§ **Stated problem**: Locate every line below that contains the word "window" and copy each of those lines in full.

§ **Records shown**:

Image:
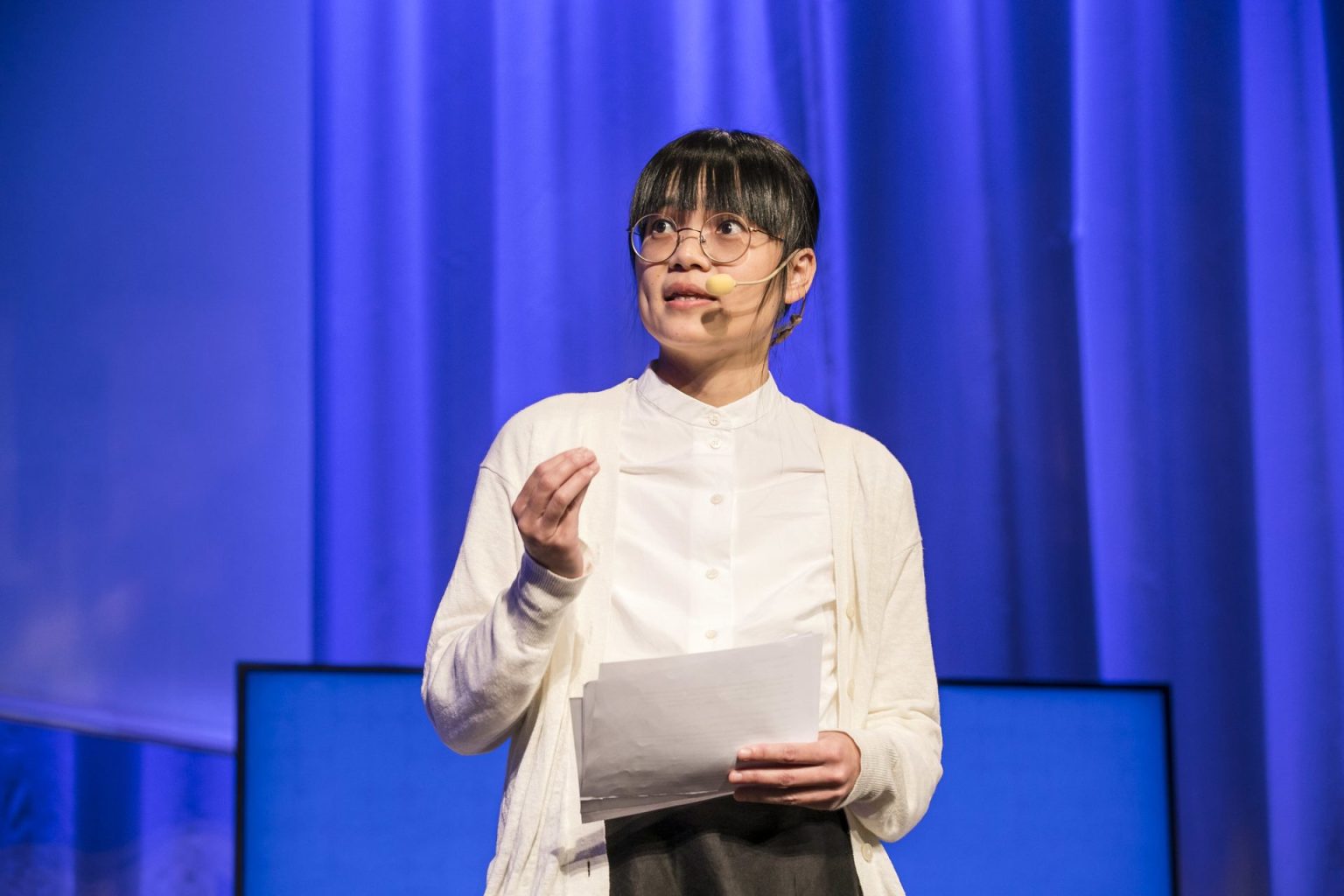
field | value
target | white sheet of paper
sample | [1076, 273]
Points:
[659, 732]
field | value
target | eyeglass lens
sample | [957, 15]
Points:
[724, 236]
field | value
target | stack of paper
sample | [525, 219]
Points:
[651, 734]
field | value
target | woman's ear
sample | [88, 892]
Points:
[802, 269]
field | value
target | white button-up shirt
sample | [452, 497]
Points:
[724, 529]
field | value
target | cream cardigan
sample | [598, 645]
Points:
[511, 642]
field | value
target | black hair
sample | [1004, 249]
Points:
[738, 172]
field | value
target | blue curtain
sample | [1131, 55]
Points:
[1080, 270]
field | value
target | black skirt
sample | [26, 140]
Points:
[722, 846]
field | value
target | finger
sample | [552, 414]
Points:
[549, 476]
[824, 798]
[567, 494]
[785, 777]
[800, 754]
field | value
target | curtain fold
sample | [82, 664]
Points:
[1080, 270]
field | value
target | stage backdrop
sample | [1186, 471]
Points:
[1080, 270]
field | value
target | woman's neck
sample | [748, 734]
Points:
[715, 383]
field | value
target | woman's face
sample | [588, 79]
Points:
[687, 321]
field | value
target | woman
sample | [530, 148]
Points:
[696, 508]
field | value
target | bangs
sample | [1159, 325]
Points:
[730, 172]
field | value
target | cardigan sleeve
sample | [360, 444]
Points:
[900, 738]
[496, 625]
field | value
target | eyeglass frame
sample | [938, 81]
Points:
[699, 234]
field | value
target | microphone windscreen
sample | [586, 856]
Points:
[719, 285]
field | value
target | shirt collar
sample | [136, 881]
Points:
[676, 403]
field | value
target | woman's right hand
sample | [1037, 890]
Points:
[547, 511]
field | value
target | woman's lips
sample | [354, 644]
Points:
[686, 296]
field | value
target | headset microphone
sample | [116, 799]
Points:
[721, 285]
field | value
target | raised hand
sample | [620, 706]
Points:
[547, 511]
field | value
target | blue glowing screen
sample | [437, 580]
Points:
[344, 788]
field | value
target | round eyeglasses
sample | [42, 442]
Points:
[724, 238]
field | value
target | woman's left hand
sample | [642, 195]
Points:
[817, 775]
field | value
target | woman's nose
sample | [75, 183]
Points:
[689, 251]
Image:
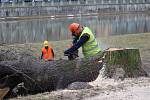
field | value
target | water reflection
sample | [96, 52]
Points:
[56, 29]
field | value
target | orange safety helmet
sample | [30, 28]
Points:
[74, 27]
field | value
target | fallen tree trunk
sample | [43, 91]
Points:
[123, 62]
[40, 76]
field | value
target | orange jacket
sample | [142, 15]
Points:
[47, 54]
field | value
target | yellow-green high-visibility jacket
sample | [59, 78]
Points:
[90, 47]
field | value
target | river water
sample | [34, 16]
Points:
[55, 29]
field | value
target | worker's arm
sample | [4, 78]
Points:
[53, 53]
[75, 39]
[42, 55]
[77, 45]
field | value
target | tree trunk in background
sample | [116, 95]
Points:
[122, 62]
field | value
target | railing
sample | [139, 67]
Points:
[72, 8]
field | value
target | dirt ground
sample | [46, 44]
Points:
[109, 89]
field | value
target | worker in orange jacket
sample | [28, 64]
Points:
[47, 52]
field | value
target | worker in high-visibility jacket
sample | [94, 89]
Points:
[47, 52]
[83, 37]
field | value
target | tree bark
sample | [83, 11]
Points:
[123, 61]
[40, 76]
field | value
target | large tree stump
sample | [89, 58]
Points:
[123, 61]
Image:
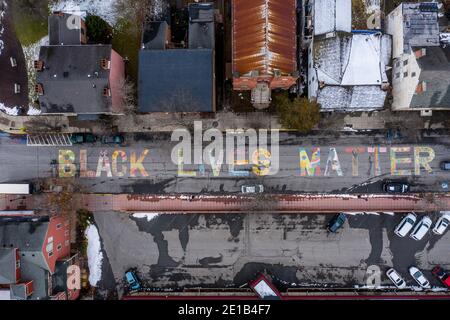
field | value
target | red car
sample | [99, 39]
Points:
[442, 275]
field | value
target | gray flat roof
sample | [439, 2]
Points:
[59, 32]
[179, 80]
[73, 79]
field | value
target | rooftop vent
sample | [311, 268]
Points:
[105, 64]
[39, 65]
[39, 89]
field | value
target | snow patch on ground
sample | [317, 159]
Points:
[94, 253]
[146, 215]
[102, 8]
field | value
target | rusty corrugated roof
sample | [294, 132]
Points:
[264, 36]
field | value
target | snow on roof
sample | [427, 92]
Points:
[352, 98]
[332, 15]
[94, 253]
[365, 60]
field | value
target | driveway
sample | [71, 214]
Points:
[9, 75]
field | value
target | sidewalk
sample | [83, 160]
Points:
[166, 122]
[276, 203]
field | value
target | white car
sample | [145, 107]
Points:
[405, 226]
[396, 278]
[421, 229]
[419, 277]
[441, 225]
[252, 189]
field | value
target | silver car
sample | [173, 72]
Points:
[396, 278]
[253, 189]
[405, 225]
[419, 277]
[441, 225]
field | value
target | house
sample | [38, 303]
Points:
[347, 71]
[75, 78]
[264, 47]
[179, 79]
[34, 254]
[66, 29]
[421, 68]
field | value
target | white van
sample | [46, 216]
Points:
[405, 225]
[421, 229]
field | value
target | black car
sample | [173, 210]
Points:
[113, 139]
[395, 187]
[337, 222]
[445, 165]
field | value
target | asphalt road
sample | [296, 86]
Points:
[20, 162]
[209, 251]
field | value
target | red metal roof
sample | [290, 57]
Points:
[264, 36]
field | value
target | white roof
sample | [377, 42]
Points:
[364, 66]
[332, 15]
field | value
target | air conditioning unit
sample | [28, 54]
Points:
[426, 113]
[16, 88]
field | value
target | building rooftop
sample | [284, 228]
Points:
[347, 71]
[435, 73]
[73, 79]
[332, 15]
[64, 29]
[178, 80]
[155, 35]
[264, 36]
[420, 25]
[201, 26]
[7, 265]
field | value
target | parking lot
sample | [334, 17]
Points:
[184, 251]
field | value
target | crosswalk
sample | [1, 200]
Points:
[49, 140]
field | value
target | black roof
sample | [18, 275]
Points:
[435, 73]
[201, 25]
[73, 80]
[179, 80]
[59, 31]
[155, 35]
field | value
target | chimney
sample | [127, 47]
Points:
[105, 64]
[39, 65]
[107, 92]
[39, 89]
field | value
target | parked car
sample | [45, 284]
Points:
[336, 222]
[395, 187]
[419, 277]
[132, 280]
[442, 275]
[441, 225]
[78, 138]
[395, 277]
[113, 139]
[253, 189]
[445, 165]
[421, 229]
[405, 226]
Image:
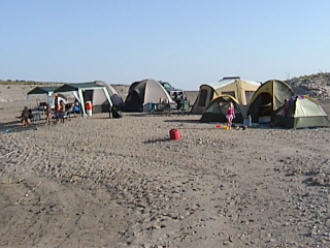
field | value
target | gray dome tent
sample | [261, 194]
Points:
[143, 92]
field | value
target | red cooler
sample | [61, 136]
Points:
[175, 134]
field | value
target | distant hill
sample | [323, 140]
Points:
[27, 82]
[315, 85]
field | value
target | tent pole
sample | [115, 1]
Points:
[82, 103]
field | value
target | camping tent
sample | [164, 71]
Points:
[217, 109]
[116, 99]
[144, 92]
[269, 97]
[242, 90]
[45, 91]
[301, 112]
[91, 91]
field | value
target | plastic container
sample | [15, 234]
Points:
[175, 134]
[89, 108]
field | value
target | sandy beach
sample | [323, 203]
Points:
[100, 182]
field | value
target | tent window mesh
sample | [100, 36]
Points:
[202, 98]
[231, 93]
[248, 95]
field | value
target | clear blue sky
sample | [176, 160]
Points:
[184, 42]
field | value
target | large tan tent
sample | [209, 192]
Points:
[240, 89]
[268, 99]
[83, 92]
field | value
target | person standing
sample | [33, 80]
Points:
[48, 114]
[62, 110]
[25, 117]
[57, 107]
[230, 116]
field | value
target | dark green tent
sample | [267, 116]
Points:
[301, 112]
[42, 90]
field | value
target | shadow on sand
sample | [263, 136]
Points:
[156, 140]
[16, 126]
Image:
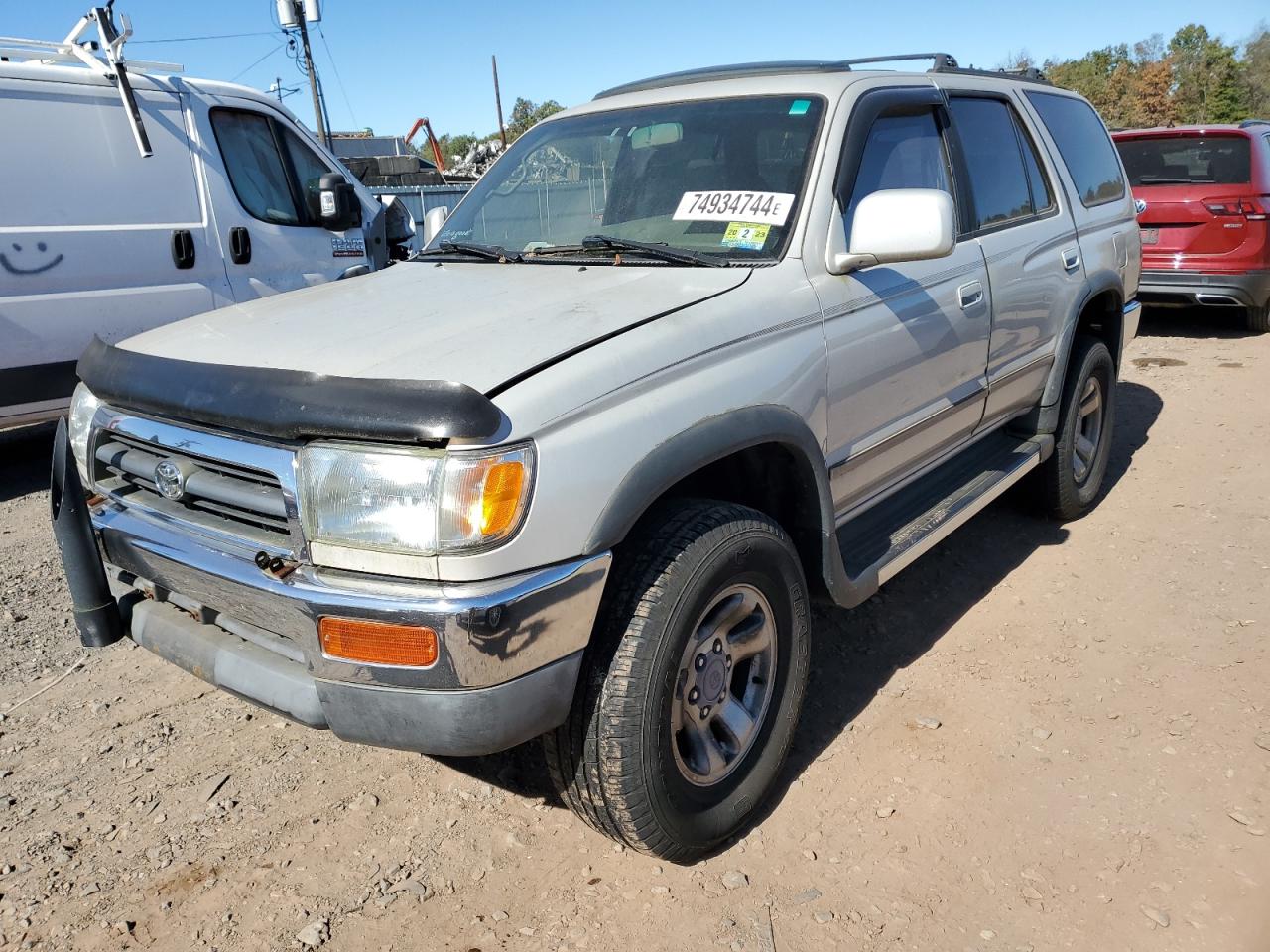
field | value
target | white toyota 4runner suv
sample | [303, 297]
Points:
[688, 357]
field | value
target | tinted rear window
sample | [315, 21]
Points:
[1083, 143]
[1179, 160]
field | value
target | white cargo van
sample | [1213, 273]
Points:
[99, 239]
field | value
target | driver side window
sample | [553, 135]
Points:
[902, 151]
[270, 167]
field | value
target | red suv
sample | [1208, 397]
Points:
[1203, 197]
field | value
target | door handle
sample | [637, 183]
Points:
[240, 245]
[969, 295]
[182, 249]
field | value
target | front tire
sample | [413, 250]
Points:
[1072, 476]
[693, 684]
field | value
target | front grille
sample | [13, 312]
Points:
[221, 495]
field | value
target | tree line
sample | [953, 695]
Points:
[1194, 77]
[525, 113]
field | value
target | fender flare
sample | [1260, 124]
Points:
[698, 445]
[1097, 284]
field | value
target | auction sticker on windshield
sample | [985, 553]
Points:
[747, 236]
[757, 207]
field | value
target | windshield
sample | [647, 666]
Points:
[719, 177]
[1174, 160]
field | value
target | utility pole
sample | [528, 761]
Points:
[294, 14]
[498, 102]
[313, 77]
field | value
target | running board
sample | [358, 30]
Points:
[887, 538]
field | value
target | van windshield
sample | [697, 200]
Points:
[720, 178]
[1180, 160]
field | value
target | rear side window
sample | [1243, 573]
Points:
[254, 166]
[998, 179]
[902, 151]
[1179, 160]
[1043, 199]
[1083, 143]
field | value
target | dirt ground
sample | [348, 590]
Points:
[1098, 778]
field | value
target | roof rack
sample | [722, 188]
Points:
[943, 63]
[109, 63]
[1024, 73]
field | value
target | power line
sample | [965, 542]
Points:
[338, 77]
[259, 61]
[190, 40]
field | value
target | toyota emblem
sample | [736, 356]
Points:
[169, 480]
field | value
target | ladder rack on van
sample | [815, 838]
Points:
[84, 51]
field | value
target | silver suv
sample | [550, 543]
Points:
[686, 358]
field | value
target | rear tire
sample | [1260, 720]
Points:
[1259, 318]
[656, 752]
[1072, 476]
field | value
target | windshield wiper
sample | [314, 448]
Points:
[654, 249]
[490, 253]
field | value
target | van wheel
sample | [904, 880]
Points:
[1072, 476]
[1259, 318]
[693, 683]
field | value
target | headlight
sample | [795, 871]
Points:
[413, 502]
[80, 422]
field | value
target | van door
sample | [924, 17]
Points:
[94, 239]
[261, 175]
[1029, 243]
[907, 343]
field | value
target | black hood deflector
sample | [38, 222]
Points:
[289, 404]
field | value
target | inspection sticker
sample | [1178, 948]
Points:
[746, 235]
[757, 207]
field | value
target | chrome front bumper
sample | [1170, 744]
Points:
[509, 649]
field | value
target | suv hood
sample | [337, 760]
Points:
[479, 324]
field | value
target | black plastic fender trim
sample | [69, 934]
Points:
[289, 404]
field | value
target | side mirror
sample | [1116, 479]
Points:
[890, 226]
[432, 222]
[334, 202]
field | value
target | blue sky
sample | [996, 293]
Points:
[399, 61]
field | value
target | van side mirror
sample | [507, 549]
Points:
[432, 222]
[333, 202]
[892, 226]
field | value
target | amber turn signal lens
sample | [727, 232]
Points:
[500, 499]
[377, 643]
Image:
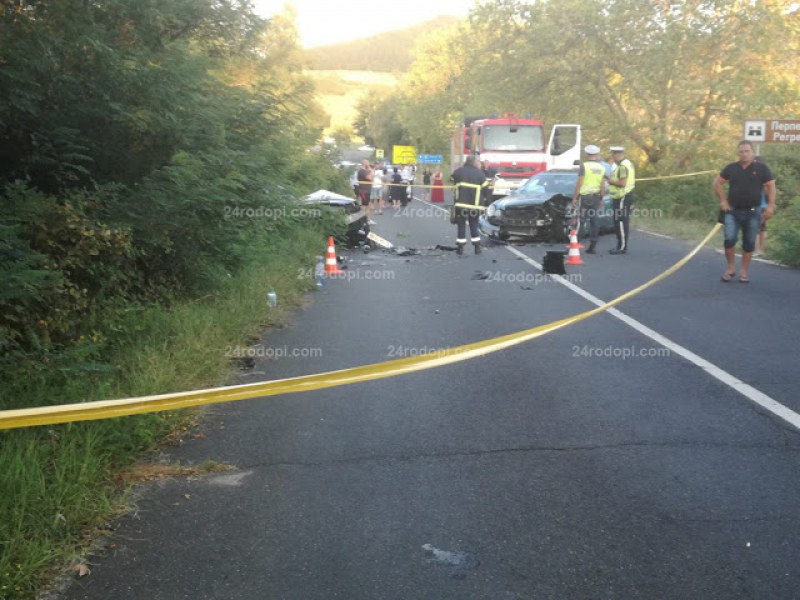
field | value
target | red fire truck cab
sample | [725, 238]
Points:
[515, 148]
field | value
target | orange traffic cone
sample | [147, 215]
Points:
[574, 256]
[331, 266]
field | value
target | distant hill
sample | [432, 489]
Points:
[390, 51]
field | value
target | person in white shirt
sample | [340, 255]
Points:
[377, 189]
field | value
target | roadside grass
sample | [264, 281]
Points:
[60, 483]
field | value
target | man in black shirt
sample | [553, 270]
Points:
[470, 182]
[742, 207]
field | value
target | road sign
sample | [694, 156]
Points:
[404, 155]
[773, 131]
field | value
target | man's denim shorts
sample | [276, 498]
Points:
[749, 220]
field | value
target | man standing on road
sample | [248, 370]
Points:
[365, 188]
[490, 172]
[621, 182]
[742, 208]
[590, 187]
[469, 181]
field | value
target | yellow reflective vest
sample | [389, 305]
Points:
[617, 191]
[593, 174]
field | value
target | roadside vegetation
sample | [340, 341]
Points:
[150, 156]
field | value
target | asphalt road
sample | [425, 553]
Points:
[593, 462]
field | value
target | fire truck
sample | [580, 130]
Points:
[515, 147]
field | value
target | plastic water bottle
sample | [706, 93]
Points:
[319, 272]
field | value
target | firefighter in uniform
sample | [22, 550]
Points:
[590, 188]
[470, 182]
[621, 184]
[490, 173]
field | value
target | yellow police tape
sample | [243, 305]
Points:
[107, 409]
[656, 178]
[660, 177]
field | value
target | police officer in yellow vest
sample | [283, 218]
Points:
[470, 182]
[621, 184]
[589, 189]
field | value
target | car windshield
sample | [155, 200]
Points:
[549, 183]
[513, 138]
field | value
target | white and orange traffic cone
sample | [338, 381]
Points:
[574, 255]
[331, 266]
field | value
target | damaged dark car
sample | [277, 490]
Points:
[540, 210]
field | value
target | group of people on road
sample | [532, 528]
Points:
[375, 185]
[587, 199]
[747, 206]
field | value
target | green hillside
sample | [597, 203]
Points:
[390, 51]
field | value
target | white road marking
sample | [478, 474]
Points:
[669, 237]
[748, 391]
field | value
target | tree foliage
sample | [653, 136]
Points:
[129, 130]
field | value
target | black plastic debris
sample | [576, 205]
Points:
[553, 262]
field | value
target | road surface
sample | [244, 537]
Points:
[594, 462]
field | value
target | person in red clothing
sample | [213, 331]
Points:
[437, 194]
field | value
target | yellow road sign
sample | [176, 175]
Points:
[404, 155]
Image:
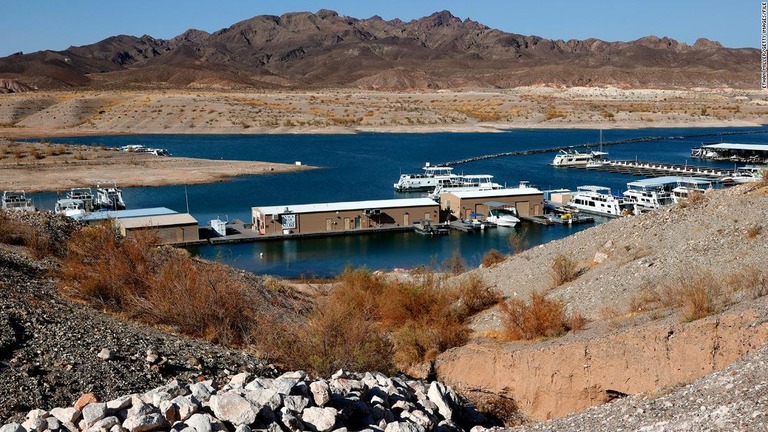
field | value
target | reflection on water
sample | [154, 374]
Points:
[363, 167]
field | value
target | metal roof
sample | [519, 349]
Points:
[158, 221]
[732, 146]
[125, 214]
[345, 206]
[666, 180]
[495, 193]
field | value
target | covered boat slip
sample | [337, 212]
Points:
[354, 216]
[461, 205]
[731, 151]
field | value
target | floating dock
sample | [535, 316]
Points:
[656, 169]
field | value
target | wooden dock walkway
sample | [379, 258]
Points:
[596, 145]
[658, 169]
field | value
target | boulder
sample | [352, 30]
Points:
[444, 397]
[145, 423]
[94, 412]
[66, 415]
[320, 393]
[319, 419]
[232, 408]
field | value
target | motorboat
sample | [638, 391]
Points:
[505, 216]
[599, 200]
[109, 198]
[686, 186]
[16, 201]
[466, 183]
[745, 174]
[85, 195]
[74, 208]
[425, 227]
[432, 177]
[648, 196]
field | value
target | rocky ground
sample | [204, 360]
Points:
[202, 111]
[54, 350]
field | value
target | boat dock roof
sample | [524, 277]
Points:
[349, 205]
[125, 214]
[734, 146]
[666, 181]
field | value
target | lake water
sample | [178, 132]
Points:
[364, 166]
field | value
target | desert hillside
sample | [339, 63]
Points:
[326, 50]
[68, 113]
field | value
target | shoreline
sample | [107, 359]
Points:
[20, 134]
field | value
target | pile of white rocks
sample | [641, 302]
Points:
[290, 402]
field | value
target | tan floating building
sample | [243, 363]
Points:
[353, 216]
[170, 228]
[460, 205]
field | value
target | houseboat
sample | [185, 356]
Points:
[16, 201]
[599, 200]
[109, 198]
[432, 177]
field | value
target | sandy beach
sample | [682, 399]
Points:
[47, 167]
[76, 113]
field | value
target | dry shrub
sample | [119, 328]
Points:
[564, 270]
[372, 322]
[492, 257]
[161, 286]
[475, 296]
[455, 264]
[751, 280]
[518, 241]
[539, 318]
[15, 232]
[699, 294]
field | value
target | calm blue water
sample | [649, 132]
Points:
[364, 166]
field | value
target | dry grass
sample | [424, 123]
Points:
[564, 270]
[371, 322]
[517, 241]
[540, 317]
[492, 257]
[14, 232]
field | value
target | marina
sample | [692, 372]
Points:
[364, 167]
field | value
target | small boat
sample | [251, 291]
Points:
[599, 200]
[689, 185]
[425, 227]
[504, 217]
[432, 177]
[745, 174]
[109, 198]
[74, 208]
[16, 201]
[85, 195]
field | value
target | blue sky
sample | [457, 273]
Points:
[33, 25]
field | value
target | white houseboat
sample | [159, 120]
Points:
[16, 201]
[432, 177]
[599, 200]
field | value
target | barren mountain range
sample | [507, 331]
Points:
[325, 50]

§ **Full response**:
target | tent window mesh
target | tinted rear window
target | driver side window
target | rear side window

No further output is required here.